START INFORMATION GIVEN
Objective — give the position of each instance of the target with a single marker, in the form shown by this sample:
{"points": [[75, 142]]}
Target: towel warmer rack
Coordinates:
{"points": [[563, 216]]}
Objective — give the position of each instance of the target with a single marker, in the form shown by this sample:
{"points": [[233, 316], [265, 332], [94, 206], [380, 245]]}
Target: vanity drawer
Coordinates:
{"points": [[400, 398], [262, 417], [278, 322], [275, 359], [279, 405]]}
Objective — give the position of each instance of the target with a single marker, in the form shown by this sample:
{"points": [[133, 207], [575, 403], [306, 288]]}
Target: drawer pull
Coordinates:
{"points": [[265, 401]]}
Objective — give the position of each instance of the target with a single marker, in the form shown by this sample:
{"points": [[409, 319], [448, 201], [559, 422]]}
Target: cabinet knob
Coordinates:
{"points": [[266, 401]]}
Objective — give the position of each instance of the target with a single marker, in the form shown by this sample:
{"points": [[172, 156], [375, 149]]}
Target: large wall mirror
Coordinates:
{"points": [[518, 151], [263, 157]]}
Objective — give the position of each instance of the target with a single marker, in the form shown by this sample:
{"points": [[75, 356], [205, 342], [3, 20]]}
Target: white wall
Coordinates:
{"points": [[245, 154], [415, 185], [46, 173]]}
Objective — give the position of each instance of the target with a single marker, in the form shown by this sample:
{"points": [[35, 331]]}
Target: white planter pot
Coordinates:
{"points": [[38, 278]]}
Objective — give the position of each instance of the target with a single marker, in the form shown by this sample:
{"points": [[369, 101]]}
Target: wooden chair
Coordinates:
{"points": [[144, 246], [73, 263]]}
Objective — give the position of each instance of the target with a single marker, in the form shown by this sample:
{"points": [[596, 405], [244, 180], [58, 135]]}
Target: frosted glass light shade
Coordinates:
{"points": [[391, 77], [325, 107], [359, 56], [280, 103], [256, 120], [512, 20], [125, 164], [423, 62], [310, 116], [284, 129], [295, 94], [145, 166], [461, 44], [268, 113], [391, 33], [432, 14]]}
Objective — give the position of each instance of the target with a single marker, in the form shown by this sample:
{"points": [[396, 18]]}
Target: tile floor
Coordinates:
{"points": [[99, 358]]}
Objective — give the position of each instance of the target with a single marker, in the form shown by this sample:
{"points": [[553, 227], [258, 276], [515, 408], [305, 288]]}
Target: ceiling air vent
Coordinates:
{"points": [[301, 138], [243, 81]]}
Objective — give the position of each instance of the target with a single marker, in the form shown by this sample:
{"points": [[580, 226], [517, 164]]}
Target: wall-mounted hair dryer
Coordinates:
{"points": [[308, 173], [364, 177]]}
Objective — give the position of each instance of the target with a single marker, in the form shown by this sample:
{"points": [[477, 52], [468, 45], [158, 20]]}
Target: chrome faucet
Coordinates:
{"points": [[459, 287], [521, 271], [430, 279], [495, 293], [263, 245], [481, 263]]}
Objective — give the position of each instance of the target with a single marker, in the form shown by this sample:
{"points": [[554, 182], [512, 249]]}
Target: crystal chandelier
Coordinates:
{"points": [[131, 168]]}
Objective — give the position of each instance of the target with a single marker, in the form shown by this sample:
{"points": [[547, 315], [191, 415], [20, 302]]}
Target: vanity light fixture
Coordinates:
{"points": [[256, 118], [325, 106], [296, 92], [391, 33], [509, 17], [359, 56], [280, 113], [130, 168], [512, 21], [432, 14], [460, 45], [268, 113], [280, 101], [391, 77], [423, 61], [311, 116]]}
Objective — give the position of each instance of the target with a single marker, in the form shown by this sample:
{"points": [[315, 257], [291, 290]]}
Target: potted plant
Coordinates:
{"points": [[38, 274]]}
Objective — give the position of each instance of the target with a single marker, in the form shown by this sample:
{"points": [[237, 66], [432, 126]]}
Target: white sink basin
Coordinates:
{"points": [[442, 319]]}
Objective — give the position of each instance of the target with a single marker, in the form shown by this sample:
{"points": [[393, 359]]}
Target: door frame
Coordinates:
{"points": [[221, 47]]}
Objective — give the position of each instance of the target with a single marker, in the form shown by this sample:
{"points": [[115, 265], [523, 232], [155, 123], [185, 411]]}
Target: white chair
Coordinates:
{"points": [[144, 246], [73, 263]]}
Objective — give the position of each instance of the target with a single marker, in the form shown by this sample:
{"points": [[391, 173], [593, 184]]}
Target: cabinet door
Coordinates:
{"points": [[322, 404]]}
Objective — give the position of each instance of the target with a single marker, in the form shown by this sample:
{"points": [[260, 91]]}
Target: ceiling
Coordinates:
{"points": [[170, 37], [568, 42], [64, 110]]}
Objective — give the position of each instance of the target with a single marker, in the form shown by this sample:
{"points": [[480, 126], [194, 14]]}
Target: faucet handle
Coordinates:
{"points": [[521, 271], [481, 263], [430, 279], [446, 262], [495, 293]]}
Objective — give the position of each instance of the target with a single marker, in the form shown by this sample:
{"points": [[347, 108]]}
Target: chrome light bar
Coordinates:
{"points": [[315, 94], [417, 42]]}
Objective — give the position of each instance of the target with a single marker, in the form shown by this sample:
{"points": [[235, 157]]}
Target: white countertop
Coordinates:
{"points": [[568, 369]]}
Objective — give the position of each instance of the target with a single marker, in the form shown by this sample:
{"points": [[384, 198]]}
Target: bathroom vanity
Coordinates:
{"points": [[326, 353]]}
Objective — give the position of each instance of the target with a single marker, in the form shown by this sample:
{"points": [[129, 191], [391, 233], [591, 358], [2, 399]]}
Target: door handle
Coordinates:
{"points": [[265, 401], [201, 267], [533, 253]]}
END INFORMATION GIVEN
EXERCISE DESCRIPTION: Pull out each line of the entries that contains the word "wall", matching case exactly.

THE RESPONSE:
Target: large wall mirror
Target: white wall
Target: wall-mounted hair dryer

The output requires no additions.